» Tasks
A. Rewrite the RMBlast discussion between "I updated conda's" and "one from local.", inclusive, swapping "md5sum" for "checksum".
B. Finish out the RMBlast discussion by writing the next part after its last sentence.

» Text provided
-- Opening Marker --

JKing2000 commented 10 months ago

I think we have the same issue.

I suspect it may have something to do with rmblast. I tried changing my local repeatmodeler to use rmblast from conda, and run time improved significantly compared to using my local rmblast. Although repeatclassifier is still a bit slower compared to using conda. (see log files below, very similar run times from both local and conda) I simply changed the RMBLAST_DIR in the RepModelConfig.pm configuration file to the conda rmblast bin. Everything else is still pointing to the local bins (Repeatmasker, TRF etc)

Here's the log files. conda.log local-with-conda-rmblast.log

rmhubley commented 10 months ago

How was RMBlast installed locally on your systems? Was it compiled from source or did you use one of our provided binary distributions? If the latter could you provide the md5sum of the rmblastn binary ( e.g. "md5sum rmblast/bin/rmblastn" ).

JKing2000 commented 10 months ago

I tried both (pre-compiled version and compiling from source version), also tried 2.13.0 and 2.14.0. Repeatmodeler run using any of them were significantly slower (I did not complete these runs, they were terminated early as they were already taking atleast 5x longer just to generate the RM_workingdir folder).

The md5sum for rmblastn 2.14.0 I have is: 68c323efb2090f9a84f087e8972a068e

rmhubley commented 10 months ago

This is extremely helpful. Would you mind comparing run times between the local/conda rmblast packages using this script: http://www.repeatmasker.org/~rhubley/test.sh

You will need to edit the top of the script to set the directories to the local/conda installations and copy the example NC_001139.9 sequence to "NC_001139.9.fa" in the same directory.

If you run this several times (just to get average runtimes) hopefully we can eliminate/implicate rmblast as the culprit. Also, does the conda rmblastn have the same md5sum signature?

JKing2000 commented 10 months ago

I updated conda's installation so it's now rmblast 2.14.0 instead of 2.13.0, the md5sum for rmblastn in conda's installation is 62eb41652f25265dc7b77095c2eeb37d, not matching the one from local.

-- Closing Marker --

» Dataset records
-- Opening Marker --

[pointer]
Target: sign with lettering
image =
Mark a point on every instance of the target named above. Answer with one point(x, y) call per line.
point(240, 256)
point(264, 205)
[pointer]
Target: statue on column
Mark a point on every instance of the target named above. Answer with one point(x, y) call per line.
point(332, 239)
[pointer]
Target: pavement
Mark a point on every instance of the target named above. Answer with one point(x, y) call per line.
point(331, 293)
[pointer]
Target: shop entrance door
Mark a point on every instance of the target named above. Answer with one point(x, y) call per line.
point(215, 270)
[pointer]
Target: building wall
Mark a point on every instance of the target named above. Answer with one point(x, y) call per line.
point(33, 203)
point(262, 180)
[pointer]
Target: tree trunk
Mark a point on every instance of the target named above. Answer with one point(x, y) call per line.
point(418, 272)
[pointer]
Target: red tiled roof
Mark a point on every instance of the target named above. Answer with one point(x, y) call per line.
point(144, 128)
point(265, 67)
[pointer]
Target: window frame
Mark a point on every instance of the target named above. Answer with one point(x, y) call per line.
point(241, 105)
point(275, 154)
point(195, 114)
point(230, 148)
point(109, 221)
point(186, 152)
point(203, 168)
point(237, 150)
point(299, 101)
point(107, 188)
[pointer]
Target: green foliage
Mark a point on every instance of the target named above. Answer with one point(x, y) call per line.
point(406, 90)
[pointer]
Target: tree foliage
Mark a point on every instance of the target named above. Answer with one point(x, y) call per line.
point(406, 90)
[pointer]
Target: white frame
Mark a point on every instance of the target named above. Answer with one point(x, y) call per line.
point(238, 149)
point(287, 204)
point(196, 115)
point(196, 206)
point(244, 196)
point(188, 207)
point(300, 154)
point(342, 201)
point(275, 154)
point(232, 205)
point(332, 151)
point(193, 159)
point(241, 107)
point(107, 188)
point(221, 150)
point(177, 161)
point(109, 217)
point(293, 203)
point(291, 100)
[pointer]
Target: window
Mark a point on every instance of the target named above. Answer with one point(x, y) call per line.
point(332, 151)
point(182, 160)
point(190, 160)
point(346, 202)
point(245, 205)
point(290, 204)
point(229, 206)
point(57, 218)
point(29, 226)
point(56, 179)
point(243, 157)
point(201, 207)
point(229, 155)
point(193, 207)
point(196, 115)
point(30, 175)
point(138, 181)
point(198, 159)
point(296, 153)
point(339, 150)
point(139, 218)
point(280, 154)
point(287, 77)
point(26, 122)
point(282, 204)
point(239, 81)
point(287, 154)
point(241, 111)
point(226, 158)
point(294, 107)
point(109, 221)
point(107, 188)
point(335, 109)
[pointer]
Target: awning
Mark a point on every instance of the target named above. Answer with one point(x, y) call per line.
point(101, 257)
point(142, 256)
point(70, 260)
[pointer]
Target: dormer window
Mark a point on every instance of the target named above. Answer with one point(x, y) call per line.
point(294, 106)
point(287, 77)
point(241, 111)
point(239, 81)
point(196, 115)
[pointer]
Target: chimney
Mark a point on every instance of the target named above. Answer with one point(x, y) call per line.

-- Closing Marker --

» Answers for the tasks
A.
I updated conda's installation so it's now rmblast 2.14.0 instead of 2.13.0, the checksum for rmblastn in conda's installation is 62eb41652f25265dc7b77095c2eeb37d, not matching the one from local.

B.
I tested your script 5 times and here are the outputs: test1.txt test2.txt test3.txt test4.txt test5.txt

Doesn't seem like there is much of a difference. However, I noticed that today, for whatever reason, the local Repeatmodeler (using local rmblast) decided to run faster all of a sudden (atleast started to generate the RM_workingdir in a reasonable amount of time) but the whole run is still slower than conda. Here are the logs I ran today for comparison, ~4min (local) compared to ~1min (conda) and ~1min (local configurated to conda rmblast). (yesterday it wasn't even generating the RM_workingdir after 5-10mins using local rmblast). conda.log local.log local-with-conda-rmblast.log

drs commented 10 months ago

My conda rmblastn has a different md5sum : 9f13eb95fa97d74b15f44d4ac65709de. Version 2.14.0 (build h4565617_2 from bioconda channel).

I ran the test script twice and got similar result both time : test.log

rmhubley commented 9 months ago

Unfortunately, I cannot reproduce this problem with either version of RepeatModeler/RMBlast. Do you share this server with other users? Perhaps there is an intermittent IO/CPU load that is coincidentally throwing off the comparisons? The example you are running also might be a little too small to get good average runtime values.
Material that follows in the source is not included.